[Raw records]
= = = =

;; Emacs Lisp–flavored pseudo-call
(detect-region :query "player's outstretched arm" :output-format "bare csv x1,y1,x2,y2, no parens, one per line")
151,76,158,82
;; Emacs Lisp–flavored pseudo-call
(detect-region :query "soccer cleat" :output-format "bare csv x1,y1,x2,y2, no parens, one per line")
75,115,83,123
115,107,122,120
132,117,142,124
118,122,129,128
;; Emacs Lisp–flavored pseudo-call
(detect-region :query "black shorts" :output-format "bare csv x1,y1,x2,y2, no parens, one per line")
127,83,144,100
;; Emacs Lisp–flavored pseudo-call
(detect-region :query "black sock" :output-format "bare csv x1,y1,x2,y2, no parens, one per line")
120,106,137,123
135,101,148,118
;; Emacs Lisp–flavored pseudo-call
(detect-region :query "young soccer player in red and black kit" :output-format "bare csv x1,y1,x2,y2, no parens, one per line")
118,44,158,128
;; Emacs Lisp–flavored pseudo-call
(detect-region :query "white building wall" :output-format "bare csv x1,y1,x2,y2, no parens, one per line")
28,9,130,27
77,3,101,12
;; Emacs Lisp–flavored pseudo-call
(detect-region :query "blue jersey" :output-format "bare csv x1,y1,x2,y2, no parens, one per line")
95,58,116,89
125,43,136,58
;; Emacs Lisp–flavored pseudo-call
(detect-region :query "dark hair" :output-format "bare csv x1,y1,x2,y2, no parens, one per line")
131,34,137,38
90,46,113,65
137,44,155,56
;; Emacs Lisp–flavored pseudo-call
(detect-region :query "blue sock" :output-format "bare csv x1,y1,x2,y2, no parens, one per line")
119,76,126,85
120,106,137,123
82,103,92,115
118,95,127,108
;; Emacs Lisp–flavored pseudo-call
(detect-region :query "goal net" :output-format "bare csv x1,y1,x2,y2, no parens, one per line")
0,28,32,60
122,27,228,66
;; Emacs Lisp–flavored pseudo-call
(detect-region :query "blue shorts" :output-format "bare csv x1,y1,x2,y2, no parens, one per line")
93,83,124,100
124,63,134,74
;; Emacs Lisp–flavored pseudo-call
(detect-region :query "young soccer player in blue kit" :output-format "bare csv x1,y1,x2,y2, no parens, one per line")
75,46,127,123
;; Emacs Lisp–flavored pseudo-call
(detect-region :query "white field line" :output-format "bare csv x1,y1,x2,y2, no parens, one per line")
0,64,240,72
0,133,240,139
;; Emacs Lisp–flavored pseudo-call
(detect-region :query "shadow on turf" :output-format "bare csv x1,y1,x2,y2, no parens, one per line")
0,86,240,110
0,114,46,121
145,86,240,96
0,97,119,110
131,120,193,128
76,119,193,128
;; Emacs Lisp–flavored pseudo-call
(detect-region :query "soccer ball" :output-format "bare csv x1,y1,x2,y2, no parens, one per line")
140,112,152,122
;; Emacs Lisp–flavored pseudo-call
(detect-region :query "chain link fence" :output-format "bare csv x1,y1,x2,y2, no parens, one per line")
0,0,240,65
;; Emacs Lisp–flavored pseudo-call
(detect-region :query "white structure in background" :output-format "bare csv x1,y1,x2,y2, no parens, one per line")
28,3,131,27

= = = =

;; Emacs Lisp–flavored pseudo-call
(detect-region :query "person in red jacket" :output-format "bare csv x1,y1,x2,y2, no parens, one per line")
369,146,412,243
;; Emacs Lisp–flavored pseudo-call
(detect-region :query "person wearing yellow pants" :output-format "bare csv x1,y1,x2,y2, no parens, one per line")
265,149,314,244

= = = =

The problem.
Select and copy every line of the data that contains the word "black". Case counts.

Completed exercise.
(detect-region :query "black shorts" :output-format "bare csv x1,y1,x2,y2, no parens, one per line")
(detect-region :query "black sock" :output-format "bare csv x1,y1,x2,y2, no parens, one per line")
(detect-region :query "young soccer player in red and black kit" :output-format "bare csv x1,y1,x2,y2, no parens, one per line")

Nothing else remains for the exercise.